§ **What you need to do**: In the records below, change each "dropped as a pin" to "placed as a marker" and leave everything else as it stands.

○ ○ ○ ○ ○

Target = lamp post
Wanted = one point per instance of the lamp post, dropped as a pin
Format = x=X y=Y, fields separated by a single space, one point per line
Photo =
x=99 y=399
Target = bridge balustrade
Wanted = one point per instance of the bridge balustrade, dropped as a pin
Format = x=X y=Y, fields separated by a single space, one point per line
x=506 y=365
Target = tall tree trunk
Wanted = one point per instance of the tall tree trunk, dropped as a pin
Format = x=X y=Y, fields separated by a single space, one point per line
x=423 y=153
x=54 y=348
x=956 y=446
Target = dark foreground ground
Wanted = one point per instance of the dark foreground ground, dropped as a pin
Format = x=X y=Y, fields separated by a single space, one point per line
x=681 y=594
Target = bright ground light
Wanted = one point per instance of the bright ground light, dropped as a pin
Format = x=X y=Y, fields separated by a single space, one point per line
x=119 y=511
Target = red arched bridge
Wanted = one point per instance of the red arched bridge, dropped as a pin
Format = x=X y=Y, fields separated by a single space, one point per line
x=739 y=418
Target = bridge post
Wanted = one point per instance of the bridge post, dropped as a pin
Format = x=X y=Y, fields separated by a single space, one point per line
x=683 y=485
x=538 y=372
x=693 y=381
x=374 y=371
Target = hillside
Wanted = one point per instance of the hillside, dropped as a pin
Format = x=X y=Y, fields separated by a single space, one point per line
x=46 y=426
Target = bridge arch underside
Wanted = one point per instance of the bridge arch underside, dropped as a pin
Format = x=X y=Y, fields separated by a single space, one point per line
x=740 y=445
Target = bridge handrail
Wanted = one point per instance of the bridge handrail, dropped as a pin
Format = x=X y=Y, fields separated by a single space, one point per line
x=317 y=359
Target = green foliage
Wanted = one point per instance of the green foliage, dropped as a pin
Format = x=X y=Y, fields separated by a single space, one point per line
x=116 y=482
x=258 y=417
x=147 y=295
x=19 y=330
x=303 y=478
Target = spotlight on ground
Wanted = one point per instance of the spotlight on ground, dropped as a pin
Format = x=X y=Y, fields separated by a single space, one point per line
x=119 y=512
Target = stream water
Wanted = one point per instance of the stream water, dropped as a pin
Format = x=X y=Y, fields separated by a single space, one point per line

○ ○ ○ ○ ○

§ **Response to this exercise**:
Target = lamp post
Wanted = one point per instance of the lamp post, placed as a marker
Format = x=X y=Y, fields separated by a single space, one point per line
Photo =
x=99 y=399
Target = bridge balustrade
Wanted = one point per instance of the bridge balustrade, placed as a marker
Format = x=X y=Y, fields separated by a single space, one point per line
x=506 y=365
Target = tall tree trunk
Wanted = one point per instance of the tall tree trunk, placed as a marker
Format = x=X y=Y, fields separated by a single space, one point per line
x=423 y=153
x=54 y=348
x=956 y=446
Target = dark foreground ground
Wanted = one point per instance of the dark foreground ground, placed as a marker
Format = x=X y=Y, fields separated by a single space, one point per line
x=681 y=594
Target = bright ground light
Wanted = one point per instance of the bright ground light, placed as a marker
Format = x=X y=Y, fields separated by a single space, one point per line
x=119 y=511
Target = red arched bridge
Wanted = one point per instance of the red arched bridge, placed as a marker
Format = x=X y=Y, fields separated by a single space, one point per line
x=739 y=418
Target = bridge post
Wanted = one point per instance of the bridge post, placed as a marker
Format = x=X y=Y, fields separated by a single space, one point per line
x=683 y=485
x=538 y=372
x=693 y=381
x=374 y=371
Target = hillside
Wanted = one point per instance of the hillside, placed as a marker
Format = x=X y=Y, fields separated by a single space, one point per line
x=46 y=426
Target = bridge arch underside
Wanted = one point per instance of the bridge arch underside, placed as a marker
Format = x=X y=Y, fields separated by a single space, one point per line
x=740 y=445
Target = bridge handrail
Wanted = one point per instance of the bridge handrail, placed as a marker
Format = x=X y=Y, fields separated by a single space, one point per line
x=317 y=359
Target = green foliage
Wanted = one point per instance of the green foliage, placed as a marker
Format = x=X y=Y, fields separated by a single space, one point per line
x=116 y=482
x=258 y=417
x=147 y=295
x=19 y=330
x=303 y=478
Target = spotlight on ground
Wanted = one point per instance of the spotlight on ground, placed as a marker
Format = x=X y=Y, fields separated by a single space, one point per line
x=119 y=512
Target = stream water
Wanted = one point per instance of the stream water, placed as a marker
Format = x=X y=Y, fields separated by a single space, one point per line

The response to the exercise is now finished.